EXERCISE
All of the listing should be transcribed exactly.

** Opening EXERCISE MATERIAL block **

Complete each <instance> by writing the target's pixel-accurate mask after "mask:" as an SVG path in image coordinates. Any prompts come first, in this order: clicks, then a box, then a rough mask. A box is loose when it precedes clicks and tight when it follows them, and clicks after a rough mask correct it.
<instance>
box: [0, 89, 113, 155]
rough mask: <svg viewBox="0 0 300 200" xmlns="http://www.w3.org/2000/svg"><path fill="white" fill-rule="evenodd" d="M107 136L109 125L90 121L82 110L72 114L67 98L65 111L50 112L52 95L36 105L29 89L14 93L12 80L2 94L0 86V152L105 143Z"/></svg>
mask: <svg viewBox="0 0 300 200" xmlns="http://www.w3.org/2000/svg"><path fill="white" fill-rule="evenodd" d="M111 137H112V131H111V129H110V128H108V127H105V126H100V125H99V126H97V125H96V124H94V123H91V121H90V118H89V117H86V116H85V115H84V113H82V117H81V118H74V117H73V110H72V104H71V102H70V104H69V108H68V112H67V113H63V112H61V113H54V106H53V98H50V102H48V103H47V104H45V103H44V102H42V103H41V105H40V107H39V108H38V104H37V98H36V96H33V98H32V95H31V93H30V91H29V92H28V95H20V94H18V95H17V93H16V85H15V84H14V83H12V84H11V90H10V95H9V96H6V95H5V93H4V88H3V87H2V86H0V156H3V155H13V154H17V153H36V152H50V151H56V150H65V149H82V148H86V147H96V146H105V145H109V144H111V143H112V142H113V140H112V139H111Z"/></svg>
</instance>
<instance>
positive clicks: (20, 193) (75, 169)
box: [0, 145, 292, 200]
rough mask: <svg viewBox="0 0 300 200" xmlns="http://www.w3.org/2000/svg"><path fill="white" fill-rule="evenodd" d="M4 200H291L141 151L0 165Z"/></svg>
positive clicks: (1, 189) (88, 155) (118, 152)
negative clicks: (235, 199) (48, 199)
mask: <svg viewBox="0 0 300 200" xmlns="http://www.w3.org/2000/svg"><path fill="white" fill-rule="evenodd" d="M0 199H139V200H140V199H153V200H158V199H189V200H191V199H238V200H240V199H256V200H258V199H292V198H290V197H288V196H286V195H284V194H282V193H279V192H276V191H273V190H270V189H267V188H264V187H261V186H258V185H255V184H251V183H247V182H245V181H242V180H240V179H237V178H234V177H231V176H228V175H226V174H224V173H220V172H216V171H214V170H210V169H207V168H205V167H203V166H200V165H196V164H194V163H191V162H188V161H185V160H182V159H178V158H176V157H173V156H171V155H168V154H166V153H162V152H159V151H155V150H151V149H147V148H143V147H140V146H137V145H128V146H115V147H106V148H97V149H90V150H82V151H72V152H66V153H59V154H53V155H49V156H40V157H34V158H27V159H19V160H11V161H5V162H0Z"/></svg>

** Closing EXERCISE MATERIAL block **

ANSWER SECTION
Complete each <instance> by writing the target's pixel-accurate mask after "mask:" as an SVG path in image coordinates. Any prompts come first, in this order: clicks, then a box, then a rough mask. A box is loose when it precedes clicks and tight when it follows them, and clicks after a rough mask correct it.
<instance>
box: [0, 89, 113, 155]
rough mask: <svg viewBox="0 0 300 200" xmlns="http://www.w3.org/2000/svg"><path fill="white" fill-rule="evenodd" d="M107 136L109 125L90 121L82 110L72 114L67 98L65 111L50 112L52 95L36 105L29 89L14 93L12 80L2 94L0 86V152L105 143Z"/></svg>
mask: <svg viewBox="0 0 300 200" xmlns="http://www.w3.org/2000/svg"><path fill="white" fill-rule="evenodd" d="M111 137H112V131H111V129H110V128H108V127H105V126H100V125H99V126H97V125H96V124H94V123H91V121H90V118H89V117H86V116H85V115H84V113H82V117H81V118H74V117H73V110H72V104H71V102H70V104H69V108H68V112H67V113H63V112H61V113H54V106H53V98H50V102H48V103H47V104H45V103H44V102H42V103H41V105H40V107H39V108H38V104H37V98H36V96H33V98H32V95H31V93H30V91H29V92H28V95H20V94H18V95H17V93H16V85H15V84H14V83H12V84H11V90H10V95H9V96H6V95H5V93H4V88H3V87H2V86H0V156H3V155H13V154H17V153H36V152H50V151H56V150H65V149H82V148H86V147H96V146H105V145H109V144H111V143H112V142H113V140H112V139H111Z"/></svg>
</instance>
<instance>
positive clicks: (20, 193) (75, 169)
box: [0, 145, 292, 200]
rough mask: <svg viewBox="0 0 300 200" xmlns="http://www.w3.org/2000/svg"><path fill="white" fill-rule="evenodd" d="M4 200H291L141 151L0 165Z"/></svg>
positive clicks: (1, 189) (88, 155) (118, 152)
negative clicks: (235, 199) (48, 199)
mask: <svg viewBox="0 0 300 200" xmlns="http://www.w3.org/2000/svg"><path fill="white" fill-rule="evenodd" d="M0 199H139V200H140V199H153V200H158V199H189V200H191V199H238V200H240V199H256V200H258V199H292V198H290V197H288V196H286V195H284V194H282V193H279V192H276V191H273V190H270V189H267V188H264V187H261V186H258V185H255V184H251V183H247V182H245V181H242V180H240V179H237V178H234V177H231V176H228V175H226V174H224V173H220V172H216V171H214V170H210V169H207V168H205V167H203V166H200V165H196V164H194V163H191V162H188V161H185V160H182V159H178V158H176V157H173V156H171V155H168V154H166V153H162V152H159V151H155V150H151V149H147V148H143V147H140V146H137V145H128V146H115V147H106V148H97V149H90V150H82V151H72V152H66V153H59V154H53V155H49V156H40V157H34V158H27V159H19V160H11V161H5V162H0Z"/></svg>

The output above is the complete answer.